%%

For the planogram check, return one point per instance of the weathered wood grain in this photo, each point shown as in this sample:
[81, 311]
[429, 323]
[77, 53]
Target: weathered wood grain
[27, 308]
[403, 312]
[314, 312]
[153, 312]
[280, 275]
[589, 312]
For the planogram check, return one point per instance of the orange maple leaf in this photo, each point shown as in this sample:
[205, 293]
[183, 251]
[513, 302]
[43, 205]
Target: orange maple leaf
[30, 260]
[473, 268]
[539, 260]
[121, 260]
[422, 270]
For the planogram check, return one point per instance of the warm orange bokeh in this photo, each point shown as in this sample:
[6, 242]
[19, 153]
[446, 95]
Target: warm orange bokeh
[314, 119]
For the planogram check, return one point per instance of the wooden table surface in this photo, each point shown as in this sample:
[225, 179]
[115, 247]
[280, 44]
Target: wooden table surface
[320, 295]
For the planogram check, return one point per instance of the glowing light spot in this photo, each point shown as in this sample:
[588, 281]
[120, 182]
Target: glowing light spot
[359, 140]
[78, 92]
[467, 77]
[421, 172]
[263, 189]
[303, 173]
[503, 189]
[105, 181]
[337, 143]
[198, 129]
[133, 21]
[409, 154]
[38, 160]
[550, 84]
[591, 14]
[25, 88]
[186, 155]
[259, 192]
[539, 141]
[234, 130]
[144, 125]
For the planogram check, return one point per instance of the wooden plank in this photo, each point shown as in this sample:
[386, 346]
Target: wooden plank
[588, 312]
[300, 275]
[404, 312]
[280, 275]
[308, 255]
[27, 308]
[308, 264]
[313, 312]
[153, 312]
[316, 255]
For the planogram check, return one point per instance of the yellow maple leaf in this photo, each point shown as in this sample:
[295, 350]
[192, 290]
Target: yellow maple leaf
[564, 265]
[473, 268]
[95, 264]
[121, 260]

%%

◆ **Set exercise**: Scale the material above from the line with "of the yellow" through the end of the material, requests included. Multiply each answer point's coordinates by 0.3 and round to whole numbers (halves up), leaving the coordinates inside the requests unchanged.

◆ **In response**:
For the planogram check, return one point per instance of the yellow maple leaf in this photo, each point shown as in this sample:
[295, 350]
[192, 290]
Target: yellow maple leaf
[169, 80]
[142, 80]
[29, 79]
[36, 78]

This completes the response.